## Text section
========

Build Stories on Chinese Man

How I Built a Private, On-Device Speech-to-Text App with Whisper

Sun, 21 Jun 2026 00:00:00 +0000

Most transcription apps upload your audio to a server to process it. If you are recording anything sensitive, a doctor’s visit, an interview, a private voice note, a business call, that is a hard no. So I built Private Transcribe: speech-to-text powered by Whisper, running entirely on your device. Your audio never leaves your phone. “Your voice, your privacy.” Here is how it came together, and why the privacy promise shaped every technical decision.

The problem with “free” transcription

Online transcription is rarely free in the way that matters. You pay with your audio. It gets uploaded, processed on someone’s servers, and frequently retained, sometimes to improve their models. For casual voice memos, maybe you do not care. For anything confidential, you absolutely should, because once audio leaves your device you have lost control of it forever.

The promise I wanted to make, and keep, was simple: your audio never leaves your phone, and the app never uploads your audio or transcriptions to any server. You can only make that promise credibly if the app genuinely has no server in the loop. So it does not. The absence of a backend is not a limitation here, it is the entire product.

Whisper on a phone

The thing that makes this possible is Whisper, the open speech-recognition model that is remarkably good across languages. Private Transcribe handles 99+ languages through multilingual models, which is a feature you simply could not offer affordably if every minute of audio had to round-trip through your own servers. On-device, languages are free.

========

Excerpts of location labeling data
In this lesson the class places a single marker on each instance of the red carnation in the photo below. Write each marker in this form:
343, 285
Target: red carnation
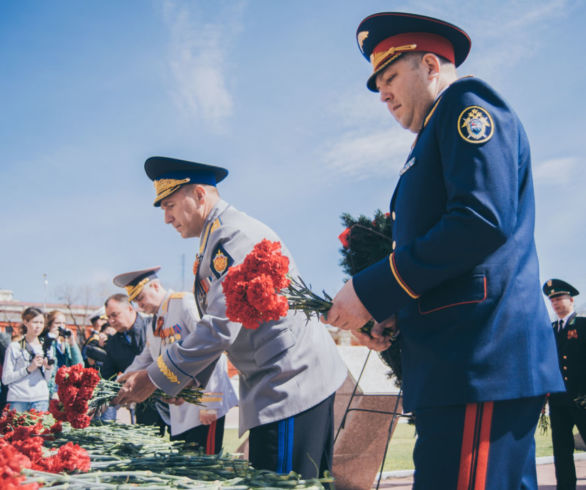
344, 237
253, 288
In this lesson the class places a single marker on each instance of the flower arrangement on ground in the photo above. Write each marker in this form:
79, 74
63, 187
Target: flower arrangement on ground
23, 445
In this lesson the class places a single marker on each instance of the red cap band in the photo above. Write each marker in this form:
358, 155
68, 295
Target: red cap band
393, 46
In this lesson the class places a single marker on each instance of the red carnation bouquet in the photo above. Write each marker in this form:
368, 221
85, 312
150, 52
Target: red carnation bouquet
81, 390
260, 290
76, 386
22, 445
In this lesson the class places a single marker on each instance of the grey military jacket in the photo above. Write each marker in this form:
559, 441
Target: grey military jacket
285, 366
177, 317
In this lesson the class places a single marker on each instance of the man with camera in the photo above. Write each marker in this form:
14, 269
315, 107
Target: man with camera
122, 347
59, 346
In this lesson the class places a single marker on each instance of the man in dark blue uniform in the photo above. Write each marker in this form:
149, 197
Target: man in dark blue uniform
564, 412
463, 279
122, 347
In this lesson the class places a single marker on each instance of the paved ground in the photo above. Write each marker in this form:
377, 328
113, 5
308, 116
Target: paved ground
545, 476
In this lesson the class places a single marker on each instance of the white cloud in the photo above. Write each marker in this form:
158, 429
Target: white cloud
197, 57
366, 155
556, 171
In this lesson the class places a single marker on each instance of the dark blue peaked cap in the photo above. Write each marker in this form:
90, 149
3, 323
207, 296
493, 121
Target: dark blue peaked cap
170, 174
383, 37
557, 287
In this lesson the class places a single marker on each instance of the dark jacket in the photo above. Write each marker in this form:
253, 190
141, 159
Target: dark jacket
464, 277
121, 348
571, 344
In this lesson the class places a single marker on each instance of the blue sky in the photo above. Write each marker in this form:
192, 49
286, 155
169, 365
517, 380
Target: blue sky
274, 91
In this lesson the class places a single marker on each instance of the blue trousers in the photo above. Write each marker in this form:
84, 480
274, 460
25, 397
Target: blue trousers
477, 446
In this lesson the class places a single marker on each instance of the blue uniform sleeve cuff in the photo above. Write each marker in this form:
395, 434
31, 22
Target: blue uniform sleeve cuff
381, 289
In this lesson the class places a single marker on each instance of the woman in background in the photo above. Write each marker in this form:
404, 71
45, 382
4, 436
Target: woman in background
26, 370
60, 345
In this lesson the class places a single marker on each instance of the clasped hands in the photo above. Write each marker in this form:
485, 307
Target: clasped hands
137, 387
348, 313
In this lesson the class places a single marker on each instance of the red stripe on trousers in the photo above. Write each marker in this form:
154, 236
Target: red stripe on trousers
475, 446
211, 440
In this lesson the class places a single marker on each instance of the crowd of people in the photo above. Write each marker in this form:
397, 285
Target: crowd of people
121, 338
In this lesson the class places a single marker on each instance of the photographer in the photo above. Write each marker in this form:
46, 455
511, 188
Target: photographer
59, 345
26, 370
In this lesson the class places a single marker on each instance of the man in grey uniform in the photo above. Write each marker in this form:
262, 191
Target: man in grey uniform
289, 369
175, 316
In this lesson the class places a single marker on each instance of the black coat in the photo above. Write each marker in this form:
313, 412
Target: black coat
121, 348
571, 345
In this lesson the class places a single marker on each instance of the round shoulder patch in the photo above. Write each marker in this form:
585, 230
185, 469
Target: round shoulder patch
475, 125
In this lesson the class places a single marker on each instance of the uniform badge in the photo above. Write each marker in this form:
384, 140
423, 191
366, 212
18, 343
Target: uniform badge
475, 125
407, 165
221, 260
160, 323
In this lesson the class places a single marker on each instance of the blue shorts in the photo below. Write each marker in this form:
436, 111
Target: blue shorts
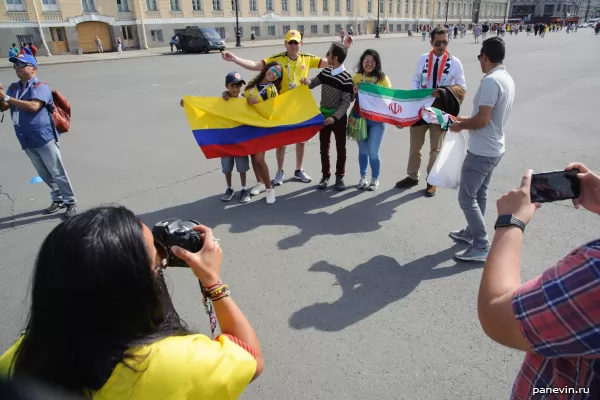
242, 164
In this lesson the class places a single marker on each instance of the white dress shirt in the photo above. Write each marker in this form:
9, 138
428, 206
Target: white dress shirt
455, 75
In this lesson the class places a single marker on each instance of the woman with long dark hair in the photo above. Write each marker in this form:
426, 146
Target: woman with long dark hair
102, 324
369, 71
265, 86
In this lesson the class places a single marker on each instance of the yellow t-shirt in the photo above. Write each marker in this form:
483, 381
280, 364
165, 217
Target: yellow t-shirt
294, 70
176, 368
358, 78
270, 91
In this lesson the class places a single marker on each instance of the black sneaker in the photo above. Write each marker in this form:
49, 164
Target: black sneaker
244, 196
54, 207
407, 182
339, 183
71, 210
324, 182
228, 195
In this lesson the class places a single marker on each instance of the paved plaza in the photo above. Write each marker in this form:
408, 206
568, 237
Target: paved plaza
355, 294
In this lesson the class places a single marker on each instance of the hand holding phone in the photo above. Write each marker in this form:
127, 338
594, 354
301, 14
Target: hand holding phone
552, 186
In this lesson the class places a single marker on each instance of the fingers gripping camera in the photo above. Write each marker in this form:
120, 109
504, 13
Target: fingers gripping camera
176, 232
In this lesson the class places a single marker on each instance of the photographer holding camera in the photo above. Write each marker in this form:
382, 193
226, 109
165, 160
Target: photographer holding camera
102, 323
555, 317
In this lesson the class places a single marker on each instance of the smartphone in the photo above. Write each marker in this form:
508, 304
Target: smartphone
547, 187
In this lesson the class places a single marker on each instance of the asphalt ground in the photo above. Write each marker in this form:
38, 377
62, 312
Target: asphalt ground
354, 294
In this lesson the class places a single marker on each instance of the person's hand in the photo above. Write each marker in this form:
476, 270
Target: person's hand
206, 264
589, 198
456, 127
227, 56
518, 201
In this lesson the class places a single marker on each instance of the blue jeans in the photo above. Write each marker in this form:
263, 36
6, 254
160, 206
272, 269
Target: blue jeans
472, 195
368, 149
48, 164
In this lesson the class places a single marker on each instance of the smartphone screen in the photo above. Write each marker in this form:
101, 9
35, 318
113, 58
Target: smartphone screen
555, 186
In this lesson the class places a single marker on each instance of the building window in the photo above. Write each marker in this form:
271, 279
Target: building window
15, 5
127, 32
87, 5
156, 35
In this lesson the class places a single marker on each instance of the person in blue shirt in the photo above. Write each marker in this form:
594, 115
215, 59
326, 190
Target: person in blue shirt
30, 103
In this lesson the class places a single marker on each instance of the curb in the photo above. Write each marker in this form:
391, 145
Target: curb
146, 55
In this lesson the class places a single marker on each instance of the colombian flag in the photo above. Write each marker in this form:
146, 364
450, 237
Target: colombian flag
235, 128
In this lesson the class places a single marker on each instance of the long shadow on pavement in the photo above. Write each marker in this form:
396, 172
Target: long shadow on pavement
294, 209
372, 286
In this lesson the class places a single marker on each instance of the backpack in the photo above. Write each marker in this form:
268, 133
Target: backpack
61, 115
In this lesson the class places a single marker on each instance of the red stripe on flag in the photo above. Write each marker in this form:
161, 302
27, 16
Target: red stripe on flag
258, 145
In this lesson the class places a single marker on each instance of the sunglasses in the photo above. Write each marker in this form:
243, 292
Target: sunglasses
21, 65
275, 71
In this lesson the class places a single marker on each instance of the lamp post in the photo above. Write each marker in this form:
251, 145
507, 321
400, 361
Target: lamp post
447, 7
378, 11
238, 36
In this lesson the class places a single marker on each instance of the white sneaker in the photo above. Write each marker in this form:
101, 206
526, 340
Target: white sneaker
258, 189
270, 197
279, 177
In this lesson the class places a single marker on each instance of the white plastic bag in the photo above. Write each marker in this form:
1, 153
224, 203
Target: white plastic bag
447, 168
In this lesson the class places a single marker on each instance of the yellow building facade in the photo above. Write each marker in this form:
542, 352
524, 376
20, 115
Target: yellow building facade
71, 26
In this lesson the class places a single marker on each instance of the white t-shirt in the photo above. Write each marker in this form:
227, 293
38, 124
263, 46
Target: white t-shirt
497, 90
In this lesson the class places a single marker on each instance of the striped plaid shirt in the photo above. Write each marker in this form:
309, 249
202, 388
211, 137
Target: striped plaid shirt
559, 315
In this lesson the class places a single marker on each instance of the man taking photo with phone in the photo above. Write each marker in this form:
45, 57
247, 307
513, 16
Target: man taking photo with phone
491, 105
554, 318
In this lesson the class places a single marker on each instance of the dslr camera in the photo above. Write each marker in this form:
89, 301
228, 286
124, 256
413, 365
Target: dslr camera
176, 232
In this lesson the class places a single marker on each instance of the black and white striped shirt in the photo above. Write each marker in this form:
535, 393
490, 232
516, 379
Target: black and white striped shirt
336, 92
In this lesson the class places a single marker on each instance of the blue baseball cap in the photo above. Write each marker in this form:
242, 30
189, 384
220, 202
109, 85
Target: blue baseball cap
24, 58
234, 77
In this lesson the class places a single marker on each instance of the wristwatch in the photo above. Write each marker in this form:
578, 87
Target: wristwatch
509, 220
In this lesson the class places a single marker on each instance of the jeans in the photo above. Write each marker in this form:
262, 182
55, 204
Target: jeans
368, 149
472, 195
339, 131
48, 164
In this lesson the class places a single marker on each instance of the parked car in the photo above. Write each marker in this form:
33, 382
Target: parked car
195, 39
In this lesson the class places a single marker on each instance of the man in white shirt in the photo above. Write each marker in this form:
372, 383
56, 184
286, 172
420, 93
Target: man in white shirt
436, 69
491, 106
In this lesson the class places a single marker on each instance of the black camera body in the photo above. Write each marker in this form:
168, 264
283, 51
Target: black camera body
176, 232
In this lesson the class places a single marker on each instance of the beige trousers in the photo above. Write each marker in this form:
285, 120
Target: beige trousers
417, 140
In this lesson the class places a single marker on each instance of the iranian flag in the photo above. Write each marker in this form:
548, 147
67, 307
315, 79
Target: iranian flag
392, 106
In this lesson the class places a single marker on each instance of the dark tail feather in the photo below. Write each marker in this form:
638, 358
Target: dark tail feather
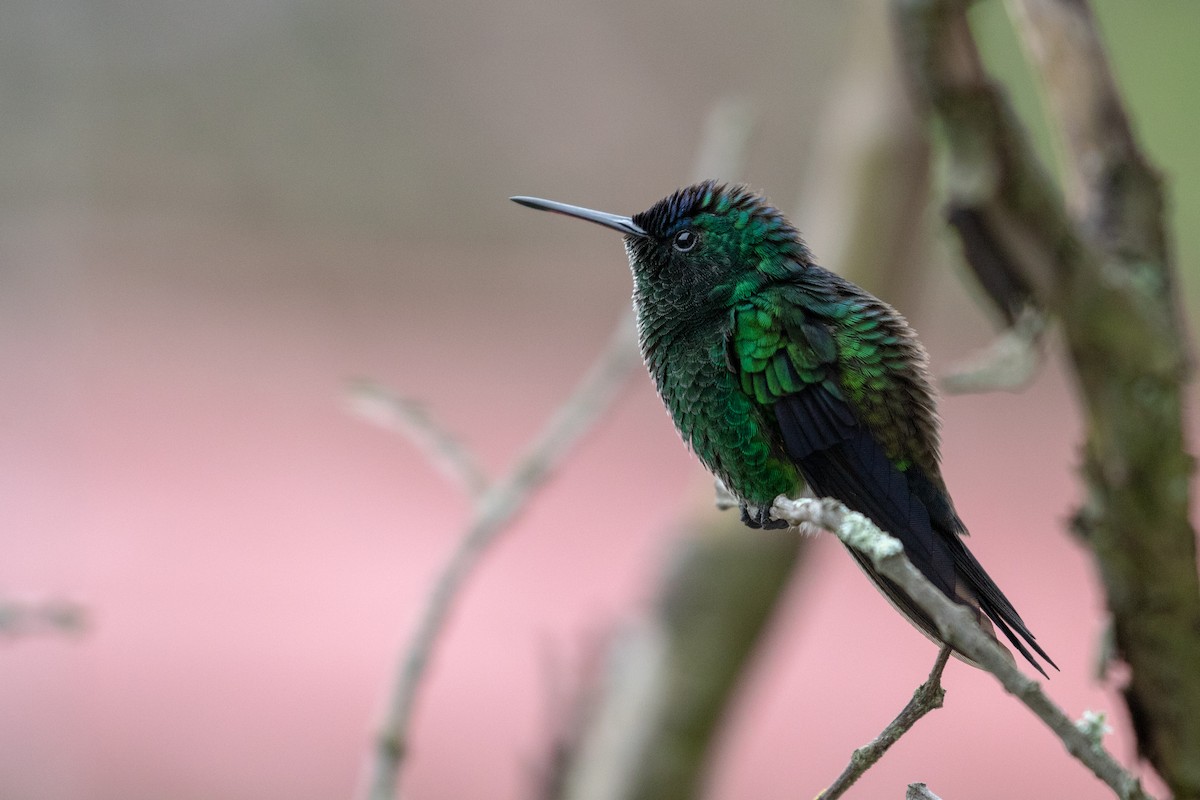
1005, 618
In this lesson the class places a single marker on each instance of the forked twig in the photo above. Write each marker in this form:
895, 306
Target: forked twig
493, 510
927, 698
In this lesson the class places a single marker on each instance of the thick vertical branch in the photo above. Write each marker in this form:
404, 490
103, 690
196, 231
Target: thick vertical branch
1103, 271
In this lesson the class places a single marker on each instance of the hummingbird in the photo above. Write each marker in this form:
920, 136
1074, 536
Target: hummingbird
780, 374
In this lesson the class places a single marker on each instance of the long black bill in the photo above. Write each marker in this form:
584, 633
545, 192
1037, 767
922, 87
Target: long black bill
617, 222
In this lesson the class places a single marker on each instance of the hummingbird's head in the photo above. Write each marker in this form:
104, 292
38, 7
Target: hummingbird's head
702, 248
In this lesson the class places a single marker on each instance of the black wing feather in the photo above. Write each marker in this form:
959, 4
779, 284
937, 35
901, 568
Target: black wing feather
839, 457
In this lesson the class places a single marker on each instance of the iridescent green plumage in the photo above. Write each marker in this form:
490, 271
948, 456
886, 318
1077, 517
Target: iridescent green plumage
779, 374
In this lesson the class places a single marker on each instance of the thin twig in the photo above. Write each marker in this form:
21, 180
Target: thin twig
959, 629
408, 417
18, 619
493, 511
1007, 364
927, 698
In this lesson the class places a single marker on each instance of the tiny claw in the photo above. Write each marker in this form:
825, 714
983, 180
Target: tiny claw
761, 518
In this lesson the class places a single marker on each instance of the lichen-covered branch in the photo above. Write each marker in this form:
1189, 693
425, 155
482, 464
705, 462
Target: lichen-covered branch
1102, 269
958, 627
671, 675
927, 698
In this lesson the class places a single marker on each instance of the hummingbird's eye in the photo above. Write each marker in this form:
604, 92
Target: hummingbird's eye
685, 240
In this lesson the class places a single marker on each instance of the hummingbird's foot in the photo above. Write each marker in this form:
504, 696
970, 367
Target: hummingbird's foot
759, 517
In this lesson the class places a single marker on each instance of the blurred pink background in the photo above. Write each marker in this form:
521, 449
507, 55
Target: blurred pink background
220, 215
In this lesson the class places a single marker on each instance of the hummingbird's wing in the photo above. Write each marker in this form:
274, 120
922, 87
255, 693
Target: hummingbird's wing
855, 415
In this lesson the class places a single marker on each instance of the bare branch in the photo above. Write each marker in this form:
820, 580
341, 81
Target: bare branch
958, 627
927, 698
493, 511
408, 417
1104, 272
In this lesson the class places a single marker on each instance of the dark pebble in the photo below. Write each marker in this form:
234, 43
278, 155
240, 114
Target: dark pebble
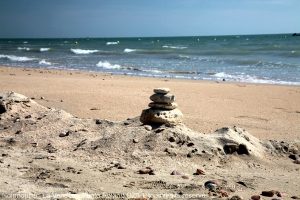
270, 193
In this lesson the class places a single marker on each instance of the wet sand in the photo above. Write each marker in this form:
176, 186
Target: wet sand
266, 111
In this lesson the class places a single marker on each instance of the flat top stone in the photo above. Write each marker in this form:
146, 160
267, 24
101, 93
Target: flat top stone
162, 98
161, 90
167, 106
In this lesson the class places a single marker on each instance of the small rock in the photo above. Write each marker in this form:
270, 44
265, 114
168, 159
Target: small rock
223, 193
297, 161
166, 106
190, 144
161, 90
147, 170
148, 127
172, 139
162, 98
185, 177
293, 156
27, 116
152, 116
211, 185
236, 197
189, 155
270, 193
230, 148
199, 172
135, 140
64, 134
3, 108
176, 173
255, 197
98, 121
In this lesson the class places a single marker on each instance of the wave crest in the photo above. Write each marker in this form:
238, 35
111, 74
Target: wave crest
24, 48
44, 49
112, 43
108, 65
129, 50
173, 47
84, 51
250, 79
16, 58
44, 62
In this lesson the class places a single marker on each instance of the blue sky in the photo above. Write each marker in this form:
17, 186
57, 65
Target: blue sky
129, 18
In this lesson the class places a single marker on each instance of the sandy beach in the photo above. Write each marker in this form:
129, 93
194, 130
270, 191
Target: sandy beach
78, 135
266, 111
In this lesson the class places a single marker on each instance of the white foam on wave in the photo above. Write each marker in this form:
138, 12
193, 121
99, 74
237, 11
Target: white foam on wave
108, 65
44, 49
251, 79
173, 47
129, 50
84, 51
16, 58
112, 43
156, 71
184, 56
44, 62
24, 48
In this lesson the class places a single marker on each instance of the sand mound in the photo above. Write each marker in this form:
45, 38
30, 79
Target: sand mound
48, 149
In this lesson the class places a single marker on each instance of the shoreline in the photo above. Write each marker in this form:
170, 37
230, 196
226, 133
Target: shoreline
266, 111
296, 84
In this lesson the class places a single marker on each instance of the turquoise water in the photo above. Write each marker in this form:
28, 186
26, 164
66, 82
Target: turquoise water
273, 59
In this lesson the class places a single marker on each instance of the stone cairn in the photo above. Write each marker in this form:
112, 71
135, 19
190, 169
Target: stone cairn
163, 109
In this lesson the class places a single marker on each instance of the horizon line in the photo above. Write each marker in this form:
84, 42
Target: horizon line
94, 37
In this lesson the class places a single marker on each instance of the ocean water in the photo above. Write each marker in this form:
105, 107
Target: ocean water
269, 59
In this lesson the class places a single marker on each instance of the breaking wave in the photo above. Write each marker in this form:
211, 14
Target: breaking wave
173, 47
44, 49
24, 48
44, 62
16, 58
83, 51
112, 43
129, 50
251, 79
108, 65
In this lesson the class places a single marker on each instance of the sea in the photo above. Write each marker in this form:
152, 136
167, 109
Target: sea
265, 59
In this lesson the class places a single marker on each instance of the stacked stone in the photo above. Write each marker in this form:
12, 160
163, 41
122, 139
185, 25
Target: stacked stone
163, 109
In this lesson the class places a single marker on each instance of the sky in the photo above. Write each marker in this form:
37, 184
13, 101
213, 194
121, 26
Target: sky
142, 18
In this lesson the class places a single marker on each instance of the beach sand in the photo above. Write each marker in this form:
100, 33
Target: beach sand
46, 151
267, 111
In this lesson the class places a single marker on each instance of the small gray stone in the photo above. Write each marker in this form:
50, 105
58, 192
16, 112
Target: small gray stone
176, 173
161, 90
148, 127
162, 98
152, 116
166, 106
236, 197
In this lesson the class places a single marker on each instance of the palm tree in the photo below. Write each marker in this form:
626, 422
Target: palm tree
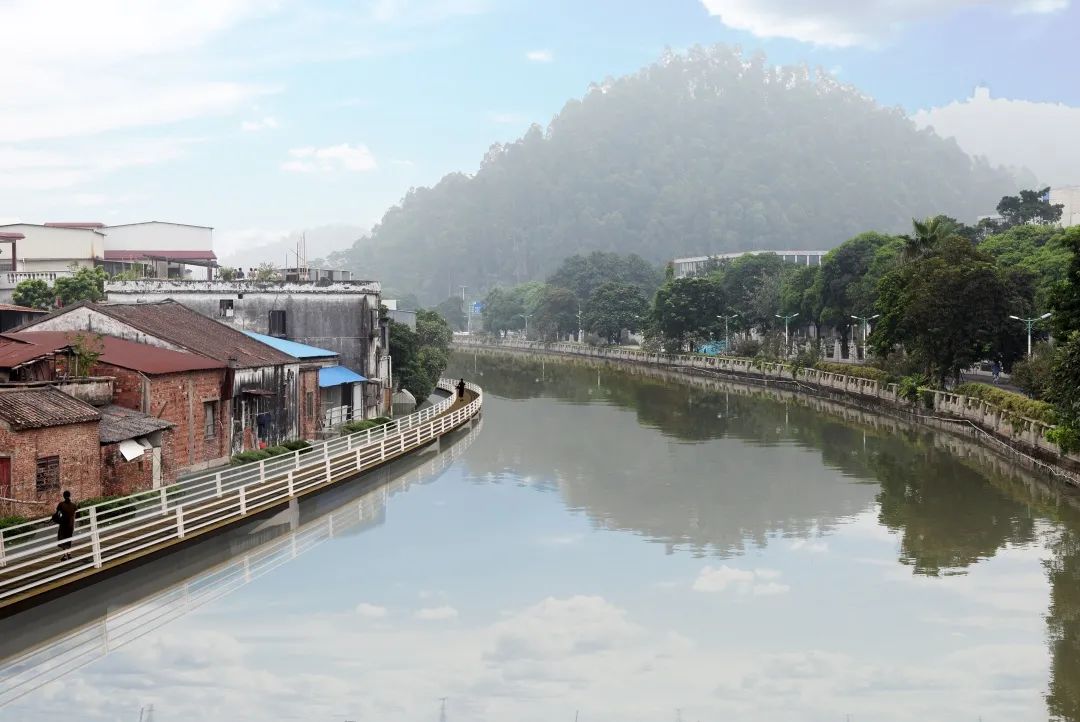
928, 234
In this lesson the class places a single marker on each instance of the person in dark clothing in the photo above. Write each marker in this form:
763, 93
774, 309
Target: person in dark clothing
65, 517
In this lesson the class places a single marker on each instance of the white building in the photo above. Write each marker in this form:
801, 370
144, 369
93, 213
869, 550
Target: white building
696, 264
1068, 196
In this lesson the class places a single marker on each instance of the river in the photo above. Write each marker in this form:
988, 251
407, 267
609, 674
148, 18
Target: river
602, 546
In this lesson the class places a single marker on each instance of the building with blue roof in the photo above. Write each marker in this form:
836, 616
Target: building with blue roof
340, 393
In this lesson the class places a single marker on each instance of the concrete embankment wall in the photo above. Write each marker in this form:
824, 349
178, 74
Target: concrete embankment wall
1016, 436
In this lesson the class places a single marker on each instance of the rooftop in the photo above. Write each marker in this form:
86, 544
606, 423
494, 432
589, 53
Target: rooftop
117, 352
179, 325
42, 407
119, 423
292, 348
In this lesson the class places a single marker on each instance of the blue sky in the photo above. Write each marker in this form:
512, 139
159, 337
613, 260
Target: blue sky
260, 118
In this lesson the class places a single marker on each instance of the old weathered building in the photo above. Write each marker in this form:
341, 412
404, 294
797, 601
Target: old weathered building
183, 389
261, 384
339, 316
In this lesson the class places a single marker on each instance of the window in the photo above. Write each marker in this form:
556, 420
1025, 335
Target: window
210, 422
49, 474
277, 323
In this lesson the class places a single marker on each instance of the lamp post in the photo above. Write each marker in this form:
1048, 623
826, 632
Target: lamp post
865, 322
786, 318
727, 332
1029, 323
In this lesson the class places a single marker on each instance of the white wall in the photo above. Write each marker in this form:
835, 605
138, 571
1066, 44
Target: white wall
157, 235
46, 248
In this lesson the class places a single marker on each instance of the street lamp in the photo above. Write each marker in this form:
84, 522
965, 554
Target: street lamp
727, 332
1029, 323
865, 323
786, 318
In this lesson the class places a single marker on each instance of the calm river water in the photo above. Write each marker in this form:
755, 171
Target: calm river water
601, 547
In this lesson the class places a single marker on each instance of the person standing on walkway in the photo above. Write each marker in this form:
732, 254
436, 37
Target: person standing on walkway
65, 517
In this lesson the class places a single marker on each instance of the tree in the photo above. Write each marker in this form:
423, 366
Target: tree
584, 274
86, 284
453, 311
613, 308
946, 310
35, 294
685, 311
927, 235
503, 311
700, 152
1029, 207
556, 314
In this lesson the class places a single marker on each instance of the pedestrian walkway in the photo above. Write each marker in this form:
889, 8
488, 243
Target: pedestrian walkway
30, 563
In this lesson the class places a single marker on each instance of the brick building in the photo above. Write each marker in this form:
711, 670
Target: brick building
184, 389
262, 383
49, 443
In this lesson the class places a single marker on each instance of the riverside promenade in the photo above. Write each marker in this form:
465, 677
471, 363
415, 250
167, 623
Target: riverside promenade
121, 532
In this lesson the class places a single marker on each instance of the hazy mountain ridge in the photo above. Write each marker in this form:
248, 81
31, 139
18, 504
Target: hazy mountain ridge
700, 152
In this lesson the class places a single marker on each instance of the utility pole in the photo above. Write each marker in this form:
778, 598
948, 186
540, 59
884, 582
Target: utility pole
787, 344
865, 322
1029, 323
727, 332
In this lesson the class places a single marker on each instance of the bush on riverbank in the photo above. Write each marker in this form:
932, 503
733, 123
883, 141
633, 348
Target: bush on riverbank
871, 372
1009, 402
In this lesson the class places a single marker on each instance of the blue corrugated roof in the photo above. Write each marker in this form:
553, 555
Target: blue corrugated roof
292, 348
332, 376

========

## Exercise
Answer these questions using the article on the on-device speech-to-text app:
1. What speech-recognition model powers Private Transcribe?
2. How many languages does the app handle?
3. Besides being uploaded and processed on someone's servers, what often happens to audio sent to online transcription services?

## Result
1. Whisper.
2. 99+ languages.
3. It is frequently retained, sometimes to improve the services' models.